**Stated problem**
Please list every line in the items below that contains the word "boat", copying each line in full. Case counts when matching.

**Supplied data**
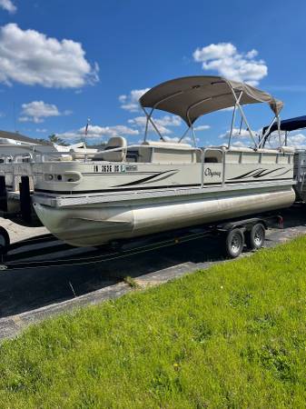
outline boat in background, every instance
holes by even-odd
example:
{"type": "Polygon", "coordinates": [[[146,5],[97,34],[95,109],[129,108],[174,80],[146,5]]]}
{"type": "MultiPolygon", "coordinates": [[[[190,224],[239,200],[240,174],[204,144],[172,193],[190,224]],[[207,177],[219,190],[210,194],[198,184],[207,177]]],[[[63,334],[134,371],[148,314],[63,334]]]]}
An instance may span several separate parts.
{"type": "Polygon", "coordinates": [[[22,176],[28,177],[30,192],[33,193],[32,164],[34,162],[79,160],[86,155],[93,155],[96,152],[97,149],[87,148],[84,142],[61,145],[49,141],[38,141],[19,134],[0,131],[0,176],[4,176],[5,181],[7,195],[5,210],[8,213],[20,211],[22,176]]]}

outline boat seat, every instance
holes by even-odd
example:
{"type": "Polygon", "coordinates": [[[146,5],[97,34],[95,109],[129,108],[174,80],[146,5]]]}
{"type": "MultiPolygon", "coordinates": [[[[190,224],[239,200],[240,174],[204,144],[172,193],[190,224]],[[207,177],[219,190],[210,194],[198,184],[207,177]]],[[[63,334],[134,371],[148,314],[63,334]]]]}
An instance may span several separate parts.
{"type": "Polygon", "coordinates": [[[104,149],[97,152],[93,160],[94,161],[107,161],[107,162],[123,162],[126,157],[127,143],[126,139],[122,136],[114,136],[109,139],[104,149]],[[117,152],[107,152],[111,149],[122,148],[117,152]]]}

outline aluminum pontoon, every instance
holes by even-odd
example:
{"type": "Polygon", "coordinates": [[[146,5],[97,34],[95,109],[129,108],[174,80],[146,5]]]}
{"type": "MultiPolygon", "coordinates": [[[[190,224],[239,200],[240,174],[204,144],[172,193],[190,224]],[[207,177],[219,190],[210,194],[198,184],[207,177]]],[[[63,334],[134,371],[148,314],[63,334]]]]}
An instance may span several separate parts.
{"type": "Polygon", "coordinates": [[[181,227],[290,206],[293,153],[262,147],[242,109],[267,103],[280,124],[282,103],[251,85],[220,76],[189,76],[161,84],[140,99],[147,122],[144,140],[127,145],[113,137],[83,161],[35,161],[33,202],[42,223],[74,245],[99,245],[181,227]],[[227,146],[196,146],[193,124],[202,115],[233,107],[227,146]],[[149,108],[149,110],[148,110],[149,108]],[[166,142],[153,120],[155,109],[179,115],[194,146],[166,142]],[[253,148],[232,145],[237,112],[253,148]],[[153,128],[159,142],[148,140],[153,128]]]}

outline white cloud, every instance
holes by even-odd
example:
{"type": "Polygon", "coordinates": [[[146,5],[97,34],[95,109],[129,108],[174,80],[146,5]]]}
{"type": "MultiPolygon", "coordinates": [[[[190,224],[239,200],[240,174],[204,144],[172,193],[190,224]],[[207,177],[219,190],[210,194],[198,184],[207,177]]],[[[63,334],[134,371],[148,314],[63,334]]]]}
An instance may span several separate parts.
{"type": "Polygon", "coordinates": [[[194,131],[206,131],[207,129],[210,129],[211,126],[210,125],[199,125],[199,126],[194,126],[194,131]]]}
{"type": "Polygon", "coordinates": [[[0,7],[12,14],[17,10],[17,7],[11,0],[0,0],[0,7]]]}
{"type": "Polygon", "coordinates": [[[85,135],[85,126],[76,130],[64,132],[63,134],[56,134],[56,136],[62,139],[74,139],[80,137],[101,138],[104,136],[128,136],[139,135],[138,129],[133,129],[125,125],[114,125],[114,126],[99,126],[99,125],[88,125],[87,135],[85,135]]]}
{"type": "Polygon", "coordinates": [[[231,43],[218,43],[197,48],[193,53],[193,59],[202,63],[205,71],[216,71],[228,79],[244,81],[255,86],[268,74],[265,62],[255,59],[257,55],[256,50],[239,53],[231,43]]]}
{"type": "Polygon", "coordinates": [[[72,111],[64,111],[61,113],[54,104],[45,104],[44,101],[33,101],[22,105],[20,122],[34,122],[39,124],[44,121],[44,118],[50,116],[68,115],[72,111]]]}
{"type": "MultiPolygon", "coordinates": [[[[182,124],[182,119],[175,115],[164,115],[162,118],[155,118],[153,122],[162,135],[170,135],[173,133],[171,126],[180,126],[182,124]]],[[[145,116],[136,116],[133,119],[129,119],[128,123],[133,126],[140,128],[143,132],[145,129],[146,117],[145,116]]],[[[148,132],[155,132],[153,126],[149,123],[148,132]]]]}
{"type": "Polygon", "coordinates": [[[129,95],[123,95],[119,96],[121,107],[129,112],[139,111],[139,98],[143,95],[150,88],[133,89],[129,95]]]}
{"type": "MultiPolygon", "coordinates": [[[[179,142],[180,141],[180,137],[174,136],[174,137],[170,137],[170,136],[164,136],[163,139],[166,142],[179,142]]],[[[199,142],[200,139],[199,138],[195,138],[196,142],[199,142]]],[[[181,141],[183,144],[193,144],[193,139],[191,138],[190,136],[185,136],[183,139],[182,139],[181,141]]]]}
{"type": "Polygon", "coordinates": [[[0,30],[0,82],[80,88],[98,81],[99,67],[85,59],[82,44],[22,30],[10,23],[0,30]]]}
{"type": "MultiPolygon", "coordinates": [[[[252,131],[253,135],[256,135],[256,131],[252,131]]],[[[230,136],[231,131],[228,130],[224,134],[222,134],[219,135],[222,139],[227,139],[230,136]]],[[[242,129],[239,128],[233,128],[232,136],[233,138],[251,138],[250,132],[247,129],[242,129]]]]}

**Result of this task**
outline boat in background, every instance
outline boat seat, every instance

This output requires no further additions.